### About this exercise
Write out the passage about Van Gogh's improvised painting surface between "There were no" and "paint, he improvised.", inclusive, swapping "asylum" for "hospital".

### Provided text
════

There were no artist supply shops at the mental health asylum in Saint Rémy-de-Provence, and the care package of canvases that Vincent van Gogh’s brother, Theo, mailed him from Paris hadn’t arrived yet. Van Gogh’s favorite surface to paint on was a type of canvas from the Parisian firm of Tasset & Lhote, but there was none to be found at the psychiatric hospital that was the artist’s address for most of 1889 (where he committed himself after famously slicing off part of his ear). Left with no choice and a feverish desire to paint, he improvised.
“In our museum we found torchon [tea towel] in a painting,” Louis van Tilborgh, senior researcher at Amsterdam’s Van Gogh Museum, told Art & Object. “It’s clear that it’s simply about the question of: what do you do when you don’t have the material that you want to use, normally? Well, then you choose other stuff. And it’s possible to choose, indeed, something like this torchon.”

════

### Data block
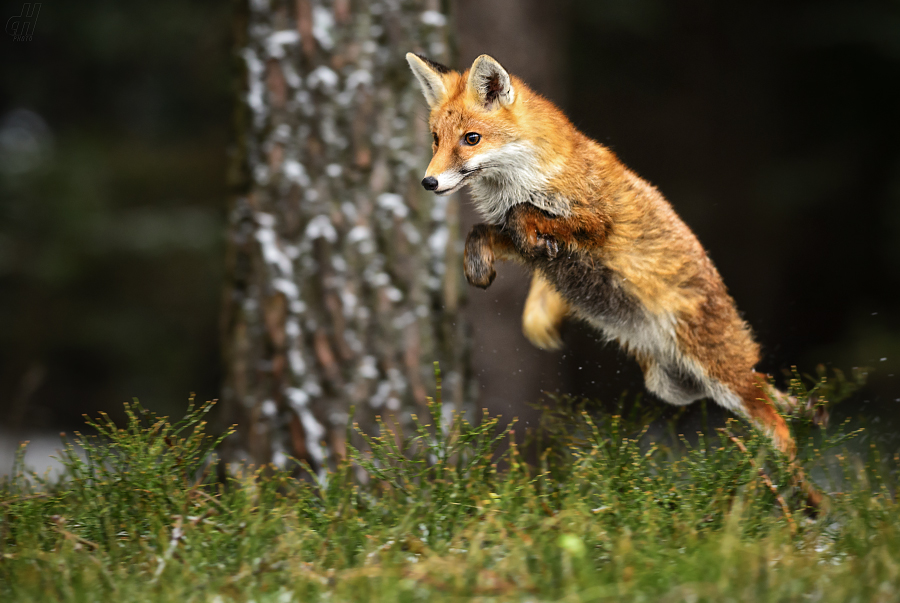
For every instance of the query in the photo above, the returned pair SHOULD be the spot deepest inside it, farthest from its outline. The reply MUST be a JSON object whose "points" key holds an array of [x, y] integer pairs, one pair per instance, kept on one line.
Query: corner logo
{"points": [[22, 27]]}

════

### Response below
There were no artist supply shops at the mental health hospital in Saint Rémy-de-Provence, and the care package of canvases that Vincent van Gogh’s brother, Theo, mailed him from Paris hadn’t arrived yet. Van Gogh’s favorite surface to paint on was a type of canvas from the Parisian firm of Tasset & Lhote, but there was none to be found at the psychiatric hospital that was the artist’s address for most of 1889 (where he committed himself after famously slicing off part of his ear). Left with no choice and a feverish desire to paint, he improvised.